◆ Task description ◆
Turn every line of the items below into a numbered list, leaving out the blank lines.

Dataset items
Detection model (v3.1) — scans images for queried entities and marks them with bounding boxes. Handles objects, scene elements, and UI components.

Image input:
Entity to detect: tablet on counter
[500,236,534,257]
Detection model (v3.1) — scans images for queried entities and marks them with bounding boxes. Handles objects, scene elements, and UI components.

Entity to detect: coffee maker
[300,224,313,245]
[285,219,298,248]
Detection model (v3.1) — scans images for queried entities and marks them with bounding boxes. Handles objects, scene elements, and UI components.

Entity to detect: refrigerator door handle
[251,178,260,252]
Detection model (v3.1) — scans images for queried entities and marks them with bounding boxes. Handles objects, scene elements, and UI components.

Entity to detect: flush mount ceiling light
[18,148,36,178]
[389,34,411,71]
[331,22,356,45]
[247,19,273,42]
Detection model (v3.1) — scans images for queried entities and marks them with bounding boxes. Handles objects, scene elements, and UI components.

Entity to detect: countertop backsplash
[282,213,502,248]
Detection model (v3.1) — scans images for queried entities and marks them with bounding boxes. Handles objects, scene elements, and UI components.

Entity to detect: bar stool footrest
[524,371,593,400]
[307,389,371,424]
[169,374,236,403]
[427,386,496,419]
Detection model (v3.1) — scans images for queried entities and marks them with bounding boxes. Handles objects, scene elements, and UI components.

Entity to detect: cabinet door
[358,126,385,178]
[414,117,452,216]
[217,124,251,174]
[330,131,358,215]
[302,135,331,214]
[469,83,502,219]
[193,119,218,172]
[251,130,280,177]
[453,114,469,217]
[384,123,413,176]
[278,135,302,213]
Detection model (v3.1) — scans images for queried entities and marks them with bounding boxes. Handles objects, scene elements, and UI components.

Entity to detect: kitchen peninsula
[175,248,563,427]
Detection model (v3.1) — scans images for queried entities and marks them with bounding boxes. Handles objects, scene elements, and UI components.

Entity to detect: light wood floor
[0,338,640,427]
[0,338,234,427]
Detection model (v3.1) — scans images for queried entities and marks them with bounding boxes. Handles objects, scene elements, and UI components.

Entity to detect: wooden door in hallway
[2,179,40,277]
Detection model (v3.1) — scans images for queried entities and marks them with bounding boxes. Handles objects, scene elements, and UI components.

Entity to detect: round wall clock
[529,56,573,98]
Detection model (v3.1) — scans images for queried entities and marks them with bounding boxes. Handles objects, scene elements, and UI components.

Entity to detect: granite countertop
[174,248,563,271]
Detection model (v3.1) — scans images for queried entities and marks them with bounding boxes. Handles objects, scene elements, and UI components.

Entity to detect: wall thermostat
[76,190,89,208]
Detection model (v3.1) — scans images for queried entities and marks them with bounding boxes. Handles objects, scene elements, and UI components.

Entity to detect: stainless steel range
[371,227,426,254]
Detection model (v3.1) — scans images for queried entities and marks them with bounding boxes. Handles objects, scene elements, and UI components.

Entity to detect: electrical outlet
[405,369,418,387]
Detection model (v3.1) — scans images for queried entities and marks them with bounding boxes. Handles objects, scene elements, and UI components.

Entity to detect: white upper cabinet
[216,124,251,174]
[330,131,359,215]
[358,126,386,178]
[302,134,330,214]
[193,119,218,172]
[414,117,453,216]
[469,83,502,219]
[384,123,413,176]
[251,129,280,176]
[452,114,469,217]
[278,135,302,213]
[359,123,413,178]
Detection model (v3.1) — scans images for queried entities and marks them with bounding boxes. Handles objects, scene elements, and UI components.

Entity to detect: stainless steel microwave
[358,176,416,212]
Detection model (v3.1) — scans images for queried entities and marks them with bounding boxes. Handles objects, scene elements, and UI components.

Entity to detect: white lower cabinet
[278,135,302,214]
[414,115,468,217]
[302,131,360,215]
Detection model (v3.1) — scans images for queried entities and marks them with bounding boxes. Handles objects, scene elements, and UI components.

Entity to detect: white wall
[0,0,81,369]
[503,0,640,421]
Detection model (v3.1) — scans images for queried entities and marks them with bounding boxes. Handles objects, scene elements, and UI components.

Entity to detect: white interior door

◆ Response to this task ◆
1. Detection model (v3.1) — scans images for queried entities and marks them with bounding boxes. Handles objects, scene elements, and UI components.
2. Image input:
3. Entity to detect: tablet on counter
4. [500,236,534,257]
5. Detection model (v3.1) — scans images for queried entities and marks them with bounding boxes. Handles objects, scene elements, and UI components.
6. Entity to detect: coffee maker
7. [300,224,313,245]
8. [285,219,298,248]
9. Detection model (v3.1) — scans images for queried entities and marks them with bounding boxes. Handles objects, scene elements, and UI components.
10. Entity to detect: refrigerator door handle
11. [251,178,260,252]
12. Detection model (v3.1) — scans images for queried entities and marks them with bounding boxes. Handles objects, scene elements, and UI components.
13. Entity to detect: flush mount ceiling light
14. [18,148,36,178]
15. [389,34,411,71]
16. [331,22,356,45]
17. [247,19,273,42]
18. Detection model (v3.1) — scans images for queried entities and marks them with bounding boxes. Handles objects, scene elements, and UI components.
19. Entity to detect: countertop backsplash
20. [282,213,502,248]
21. Detection model (v3.1) — scans images for queried entities and marks them with bounding boxes. Handles objects, scene elements, and UI components.
22. Entity to detect: bar stool footrest
23. [524,371,593,400]
24. [307,389,371,424]
25. [169,374,236,403]
26. [427,386,496,419]
27. Detection model (v3.1) — scans images for queried entities and marks them with bounding boxes. Handles objects, scene elements, and UI components.
28. Entity to detect: cabinet door
29. [358,126,385,178]
30. [414,117,452,216]
31. [217,124,251,174]
32. [330,131,358,215]
33. [302,135,331,214]
34. [469,83,502,219]
35. [193,119,218,172]
36. [251,130,280,177]
37. [453,114,469,217]
38. [384,123,413,176]
39. [278,135,302,213]
40. Detection model (v3.1) — scans images for queried entities and marks them with bounding boxes. Handles objects, scene elements, and UI components.
41. Entity to detect: kitchen peninsula
42. [175,248,563,427]
43. Detection model (v3.1) — scans images for queried entities and marks them with bounding boxes. Handles objects, scene elements, and UI components.
44. Entity to detect: light wood floor
45. [0,338,640,427]
46. [0,338,234,427]
47. Detection model (v3.1) — scans images for queried entities and marks them with bounding boxes. Handles objects, scene elements, and UI components.
48. Entity to detect: wooden door in hallway
49. [2,179,40,277]
50. Detection model (v3.1) — scans images for queried entities and marks them with bounding boxes. Handles objects, scene elements, and UI components.
51. Entity to detect: round wall clock
52. [529,56,573,98]
53. Detection model (v3.1) — scans images for queried entities and marks them with bounding boxes. Handles objects, scene elements, and UI components.
54. Entity to detect: granite countertop
55. [174,248,563,271]
56. Detection model (v3.1) — scans images for queried entities and marks them with bounding boxes. Handles objects, scene elements, and UI components.
57. Entity to detect: wall thermostat
58. [76,190,89,208]
59. Detection model (v3.1) — scans images for queried entities and marks them with bounding boxes. Handles objects, scene elements, and UI components.
60. Entity to detect: stainless steel range
61. [371,227,426,254]
62. Detection model (v3.1) — scans images for queried entities and marks them with bounding boxes. Handles objects, scene elements, and UI components.
63. Entity to detect: electrical outlet
64. [405,369,418,387]
65. Detection model (v3.1) — scans images for queried entities and marks them with bounding boxes. Handles objects, scene elements, and UI components.
66. Entity to detect: white upper cabinet
67. [216,124,251,174]
68. [330,131,359,215]
69. [358,126,386,178]
70. [302,134,330,214]
71. [193,119,218,172]
72. [414,117,453,216]
73. [469,83,502,219]
74. [384,123,413,176]
75. [251,129,280,176]
76. [452,114,469,217]
77. [278,135,302,213]
78. [359,123,413,178]
79. Detection model (v3.1) — scans images for queried entities and marks them with bounding boxes. Handles objects, scene elements, and UI components.
80. Entity to detect: stainless steel microwave
81. [358,176,416,212]
82. Detection model (v3.1) — scans images for queried entities and marks them with bounding boxes. Handles objects, scene elements, and UI components.
83. Entity to detect: white lower cabinet
84. [278,135,302,214]
85. [414,115,468,217]
86. [302,131,360,215]
87. Detection model (v3.1) — scans images for queried entities and marks them with bounding boxes. Handles objects, scene elements, and UI components.
88. Entity to detect: white wall
89. [0,0,81,369]
90. [503,0,640,421]
91. Detection model (v3.1) — scans images for queried entities and marks them with bounding boxes. Handles objects, scene elements, and UI components.
92. Entity to detect: white interior door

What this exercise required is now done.